* INFORMATION SUPPLIED
# # # # # # #
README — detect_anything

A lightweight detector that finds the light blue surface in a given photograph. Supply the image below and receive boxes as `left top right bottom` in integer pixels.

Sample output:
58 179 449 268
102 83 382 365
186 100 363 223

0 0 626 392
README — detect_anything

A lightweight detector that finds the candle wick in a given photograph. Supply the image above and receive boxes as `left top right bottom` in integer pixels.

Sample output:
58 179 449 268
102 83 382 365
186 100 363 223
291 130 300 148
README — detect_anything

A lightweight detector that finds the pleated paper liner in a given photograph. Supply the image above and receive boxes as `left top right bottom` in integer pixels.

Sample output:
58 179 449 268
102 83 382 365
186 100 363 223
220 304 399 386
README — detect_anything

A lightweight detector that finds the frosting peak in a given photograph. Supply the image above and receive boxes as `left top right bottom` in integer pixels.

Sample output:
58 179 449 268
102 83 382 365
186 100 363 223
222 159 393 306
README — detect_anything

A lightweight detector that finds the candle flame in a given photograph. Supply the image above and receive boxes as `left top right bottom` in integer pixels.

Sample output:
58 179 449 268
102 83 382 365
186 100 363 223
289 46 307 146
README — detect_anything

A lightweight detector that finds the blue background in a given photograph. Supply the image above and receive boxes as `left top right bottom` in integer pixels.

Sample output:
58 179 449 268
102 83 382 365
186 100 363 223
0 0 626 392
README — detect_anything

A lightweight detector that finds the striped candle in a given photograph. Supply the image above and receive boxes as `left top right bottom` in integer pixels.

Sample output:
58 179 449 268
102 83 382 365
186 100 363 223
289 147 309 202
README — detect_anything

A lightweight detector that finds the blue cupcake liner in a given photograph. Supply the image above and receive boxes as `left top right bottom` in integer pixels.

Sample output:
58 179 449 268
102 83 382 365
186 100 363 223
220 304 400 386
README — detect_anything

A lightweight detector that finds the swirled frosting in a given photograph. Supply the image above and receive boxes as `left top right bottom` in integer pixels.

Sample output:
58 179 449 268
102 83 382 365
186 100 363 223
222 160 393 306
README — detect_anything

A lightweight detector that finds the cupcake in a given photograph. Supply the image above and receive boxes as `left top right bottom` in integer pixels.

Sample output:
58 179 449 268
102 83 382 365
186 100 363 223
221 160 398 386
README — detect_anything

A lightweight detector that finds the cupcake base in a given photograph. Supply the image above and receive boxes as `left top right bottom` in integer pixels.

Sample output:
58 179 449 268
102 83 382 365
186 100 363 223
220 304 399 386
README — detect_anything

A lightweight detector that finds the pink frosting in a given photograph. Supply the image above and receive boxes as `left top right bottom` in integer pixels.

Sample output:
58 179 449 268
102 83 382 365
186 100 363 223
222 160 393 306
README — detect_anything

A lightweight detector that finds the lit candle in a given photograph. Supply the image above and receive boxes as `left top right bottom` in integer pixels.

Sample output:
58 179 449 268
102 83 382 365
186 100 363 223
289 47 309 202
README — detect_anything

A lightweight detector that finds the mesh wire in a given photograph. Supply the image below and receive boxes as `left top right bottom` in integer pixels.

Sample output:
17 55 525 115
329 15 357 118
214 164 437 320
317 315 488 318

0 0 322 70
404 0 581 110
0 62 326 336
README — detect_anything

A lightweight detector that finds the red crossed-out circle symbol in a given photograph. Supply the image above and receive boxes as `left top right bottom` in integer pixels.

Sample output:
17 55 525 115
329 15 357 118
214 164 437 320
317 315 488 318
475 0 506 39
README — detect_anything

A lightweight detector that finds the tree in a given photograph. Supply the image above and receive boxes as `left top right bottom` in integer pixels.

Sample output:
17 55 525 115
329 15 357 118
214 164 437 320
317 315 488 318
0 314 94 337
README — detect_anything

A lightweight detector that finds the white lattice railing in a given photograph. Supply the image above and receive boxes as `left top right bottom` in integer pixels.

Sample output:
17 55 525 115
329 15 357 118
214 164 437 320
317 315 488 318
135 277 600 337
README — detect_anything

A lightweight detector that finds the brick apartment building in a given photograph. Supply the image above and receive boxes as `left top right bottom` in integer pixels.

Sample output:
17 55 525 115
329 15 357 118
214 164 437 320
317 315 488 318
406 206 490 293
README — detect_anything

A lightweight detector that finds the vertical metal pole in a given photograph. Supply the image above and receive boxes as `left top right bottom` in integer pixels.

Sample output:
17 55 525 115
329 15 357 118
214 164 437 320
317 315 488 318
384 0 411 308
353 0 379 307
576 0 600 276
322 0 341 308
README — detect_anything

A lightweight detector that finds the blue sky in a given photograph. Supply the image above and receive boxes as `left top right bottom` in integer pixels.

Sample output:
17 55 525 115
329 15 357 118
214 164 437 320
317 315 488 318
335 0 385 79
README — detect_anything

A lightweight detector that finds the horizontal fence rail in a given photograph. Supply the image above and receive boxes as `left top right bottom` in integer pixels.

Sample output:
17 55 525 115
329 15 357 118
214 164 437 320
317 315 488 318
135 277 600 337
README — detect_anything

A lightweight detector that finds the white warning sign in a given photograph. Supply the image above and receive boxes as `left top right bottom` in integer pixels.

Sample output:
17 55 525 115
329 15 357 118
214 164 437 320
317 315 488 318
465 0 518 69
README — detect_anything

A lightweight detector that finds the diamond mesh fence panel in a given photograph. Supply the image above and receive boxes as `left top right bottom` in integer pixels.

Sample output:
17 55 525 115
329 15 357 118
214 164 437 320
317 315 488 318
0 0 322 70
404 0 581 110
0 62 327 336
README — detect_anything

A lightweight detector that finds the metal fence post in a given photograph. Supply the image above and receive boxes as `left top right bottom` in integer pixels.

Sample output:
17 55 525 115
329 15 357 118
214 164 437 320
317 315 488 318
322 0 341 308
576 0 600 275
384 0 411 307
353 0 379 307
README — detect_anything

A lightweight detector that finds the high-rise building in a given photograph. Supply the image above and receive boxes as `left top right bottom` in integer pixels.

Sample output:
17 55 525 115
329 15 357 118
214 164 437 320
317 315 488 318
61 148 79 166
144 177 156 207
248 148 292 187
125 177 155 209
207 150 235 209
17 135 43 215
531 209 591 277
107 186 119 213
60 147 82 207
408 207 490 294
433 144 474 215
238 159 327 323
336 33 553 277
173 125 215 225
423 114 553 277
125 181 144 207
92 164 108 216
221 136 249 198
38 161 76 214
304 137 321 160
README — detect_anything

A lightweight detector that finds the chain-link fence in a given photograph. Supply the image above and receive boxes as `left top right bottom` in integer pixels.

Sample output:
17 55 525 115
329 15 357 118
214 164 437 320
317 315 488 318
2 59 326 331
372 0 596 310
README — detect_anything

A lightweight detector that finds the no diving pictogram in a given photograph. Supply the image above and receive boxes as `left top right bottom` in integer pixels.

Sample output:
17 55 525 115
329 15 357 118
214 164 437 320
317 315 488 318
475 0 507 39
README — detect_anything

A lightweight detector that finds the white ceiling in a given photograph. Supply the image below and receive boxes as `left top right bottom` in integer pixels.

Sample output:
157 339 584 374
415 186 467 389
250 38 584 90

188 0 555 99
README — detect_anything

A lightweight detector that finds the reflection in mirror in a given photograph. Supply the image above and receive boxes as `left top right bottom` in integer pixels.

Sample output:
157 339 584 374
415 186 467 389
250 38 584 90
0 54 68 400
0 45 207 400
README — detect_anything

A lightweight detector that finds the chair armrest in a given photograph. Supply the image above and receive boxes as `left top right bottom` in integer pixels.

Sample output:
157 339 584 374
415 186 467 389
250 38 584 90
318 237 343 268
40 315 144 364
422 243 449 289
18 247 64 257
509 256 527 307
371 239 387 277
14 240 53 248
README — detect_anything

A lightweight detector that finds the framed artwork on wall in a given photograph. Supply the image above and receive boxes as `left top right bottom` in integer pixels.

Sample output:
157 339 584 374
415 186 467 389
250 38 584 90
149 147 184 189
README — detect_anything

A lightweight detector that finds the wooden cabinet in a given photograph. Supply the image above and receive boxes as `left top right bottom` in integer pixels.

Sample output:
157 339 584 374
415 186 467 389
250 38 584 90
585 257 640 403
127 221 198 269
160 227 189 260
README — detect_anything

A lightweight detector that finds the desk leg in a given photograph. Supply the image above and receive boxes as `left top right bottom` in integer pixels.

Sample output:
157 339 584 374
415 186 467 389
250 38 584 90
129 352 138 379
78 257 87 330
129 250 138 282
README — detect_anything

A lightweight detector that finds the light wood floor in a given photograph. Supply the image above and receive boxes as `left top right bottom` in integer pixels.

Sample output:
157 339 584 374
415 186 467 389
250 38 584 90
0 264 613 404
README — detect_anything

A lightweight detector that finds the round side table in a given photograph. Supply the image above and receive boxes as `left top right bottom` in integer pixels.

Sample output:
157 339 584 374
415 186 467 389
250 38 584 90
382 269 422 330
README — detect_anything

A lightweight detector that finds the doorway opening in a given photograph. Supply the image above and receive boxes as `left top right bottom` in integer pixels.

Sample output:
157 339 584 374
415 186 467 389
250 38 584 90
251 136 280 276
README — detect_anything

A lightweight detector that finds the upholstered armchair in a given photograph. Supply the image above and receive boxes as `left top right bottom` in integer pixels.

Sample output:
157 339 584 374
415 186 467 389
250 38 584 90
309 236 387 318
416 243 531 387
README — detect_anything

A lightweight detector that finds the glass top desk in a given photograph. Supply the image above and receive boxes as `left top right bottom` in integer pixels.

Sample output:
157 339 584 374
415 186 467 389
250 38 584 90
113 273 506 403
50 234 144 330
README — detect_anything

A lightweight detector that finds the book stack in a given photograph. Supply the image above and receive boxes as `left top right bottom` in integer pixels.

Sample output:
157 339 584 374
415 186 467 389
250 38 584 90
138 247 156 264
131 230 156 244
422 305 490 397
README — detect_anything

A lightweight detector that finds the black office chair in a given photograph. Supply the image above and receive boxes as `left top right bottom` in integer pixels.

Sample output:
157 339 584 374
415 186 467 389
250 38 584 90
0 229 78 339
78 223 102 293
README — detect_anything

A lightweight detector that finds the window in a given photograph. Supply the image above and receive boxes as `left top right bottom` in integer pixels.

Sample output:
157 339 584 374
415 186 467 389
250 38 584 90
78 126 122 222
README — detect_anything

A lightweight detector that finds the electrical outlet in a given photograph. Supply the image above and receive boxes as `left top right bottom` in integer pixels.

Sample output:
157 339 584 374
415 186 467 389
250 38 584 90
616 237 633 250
# # # # # # #
* INSTRUCTIONS TO FOLLOW
Format every line of the items as a Markdown table with columns No. and Line, beginning with the first line and continuing through the line with "220 304 400 386", both included. Number the rows in order and leave out blank lines.

* EXERCISE RESULT
| No. | Line |
|---|---|
| 1 | README — detect_anything |
| 2 | A lightweight detector that finds the light blue surface in a given photograph. Supply the image below and receive boxes as `left top right bottom` in integer pixels. |
| 3 | Sample output: |
| 4 | 58 179 449 268 |
| 5 | 102 83 382 365 |
| 6 | 186 100 363 223 |
| 7 | 0 0 626 392 |
| 8 | README — detect_anything |
| 9 | A lightweight detector that finds the candle wick in a given photograph. Supply the image above and receive boxes as `left top right bottom` in integer pixels. |
| 10 | Sample output: |
| 11 | 58 179 449 268 |
| 12 | 102 83 382 365 |
| 13 | 186 100 363 223 |
| 14 | 291 130 300 148 |
| 15 | README — detect_anything |
| 16 | A lightweight detector that finds the pleated paper liner in a given photograph. Supply the image above and receive boxes as `left top right bottom` in integer pixels. |
| 17 | Sample output: |
| 18 | 58 179 449 268 |
| 19 | 102 83 382 365 |
| 20 | 186 100 363 223 |
| 21 | 220 304 399 386 |
| 22 | README — detect_anything |
| 23 | A lightweight detector that finds the frosting peak in a given photograph. Supply the image above and receive boxes as `left top right bottom` in integer pixels. |
| 24 | Sample output: |
| 25 | 58 179 449 268 |
| 26 | 102 83 382 365 |
| 27 | 186 100 363 223 |
| 28 | 222 159 393 306 |
| 29 | README — detect_anything |
| 30 | A lightweight detector that finds the candle flame in a given photograph. Supply the image above and receive boxes as `left top right bottom` in integer pixels. |
| 31 | Sample output: |
| 32 | 58 179 449 268 |
| 33 | 102 83 382 365 |
| 34 | 186 100 363 223 |
| 35 | 289 46 307 146 |
| 36 | README — detect_anything |
| 37 | A lightweight detector that finds the blue background in a given photograph. Supply the image above and receive boxes as `left top right bottom` in integer pixels. |
| 38 | Sample output: |
| 39 | 58 179 449 268 |
| 40 | 102 83 382 365 |
| 41 | 186 100 363 223 |
| 42 | 0 0 626 392 |
| 43 | README — detect_anything |
| 44 | A lightweight detector that finds the striped candle in a given photograph. Supply the image above and receive boxes as `left top right bottom` in integer pixels. |
| 45 | Sample output: |
| 46 | 58 179 449 268 |
| 47 | 102 83 382 365 |
| 48 | 186 100 363 223 |
| 49 | 289 147 309 202 |
| 50 | README — detect_anything |
| 51 | A lightweight detector that finds the blue cupcake liner in a given photograph. Supply the image above and receive boxes as `left top right bottom` in integer pixels. |
| 52 | Sample output: |
| 53 | 58 179 449 268 |
| 54 | 102 83 382 365 |
| 55 | 186 100 363 223 |
| 56 | 220 304 400 386 |